- [What to do]
In the material below, find each line holding the string "instance" and copy it.
** Data supplied follows **
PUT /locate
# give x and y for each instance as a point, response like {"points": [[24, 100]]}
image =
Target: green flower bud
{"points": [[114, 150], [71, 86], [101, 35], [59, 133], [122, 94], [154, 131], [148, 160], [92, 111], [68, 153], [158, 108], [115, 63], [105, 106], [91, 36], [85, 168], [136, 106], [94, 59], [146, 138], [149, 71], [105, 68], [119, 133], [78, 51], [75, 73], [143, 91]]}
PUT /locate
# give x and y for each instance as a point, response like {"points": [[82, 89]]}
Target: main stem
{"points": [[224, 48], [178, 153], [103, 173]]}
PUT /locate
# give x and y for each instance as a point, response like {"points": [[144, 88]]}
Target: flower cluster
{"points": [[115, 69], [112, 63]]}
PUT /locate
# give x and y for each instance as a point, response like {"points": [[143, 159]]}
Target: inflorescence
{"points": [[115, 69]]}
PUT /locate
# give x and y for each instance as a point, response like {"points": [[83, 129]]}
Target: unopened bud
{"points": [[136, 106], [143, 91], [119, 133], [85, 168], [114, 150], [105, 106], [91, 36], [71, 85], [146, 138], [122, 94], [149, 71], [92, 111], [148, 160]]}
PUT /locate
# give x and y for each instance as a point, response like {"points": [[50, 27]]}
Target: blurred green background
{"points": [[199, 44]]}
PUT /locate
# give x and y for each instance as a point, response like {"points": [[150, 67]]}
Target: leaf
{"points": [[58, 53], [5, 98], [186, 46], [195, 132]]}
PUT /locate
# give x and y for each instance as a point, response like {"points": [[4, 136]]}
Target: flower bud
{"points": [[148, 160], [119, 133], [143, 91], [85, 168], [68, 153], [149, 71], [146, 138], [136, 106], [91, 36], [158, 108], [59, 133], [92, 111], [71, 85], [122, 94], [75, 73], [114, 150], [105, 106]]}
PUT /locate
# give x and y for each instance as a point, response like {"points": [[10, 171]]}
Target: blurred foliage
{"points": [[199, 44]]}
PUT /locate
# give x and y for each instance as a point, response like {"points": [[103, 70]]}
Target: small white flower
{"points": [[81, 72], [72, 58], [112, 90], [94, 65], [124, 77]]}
** End of Data supplied **
- [Written solution]
# give x and y for each instance as a point, response like {"points": [[24, 100]]}
# give x and y for each instance as a point, response like {"points": [[82, 89]]}
# give x and y for each instance as a point, response like {"points": [[144, 88]]}
# give x and y for each instance as a point, response like {"points": [[143, 159]]}
# give x and y for each instance as a point, response like {"points": [[83, 129]]}
# give x and y for each instance as a point, response like {"points": [[50, 27]]}
# give x and y for each instance as a point, response like {"points": [[150, 67]]}
# give x and y for each instance as a point, response like {"points": [[4, 136]]}
# give x and y for each instance as a point, response like {"points": [[10, 171]]}
# give x and y for each instance as a point, response like {"points": [[103, 70]]}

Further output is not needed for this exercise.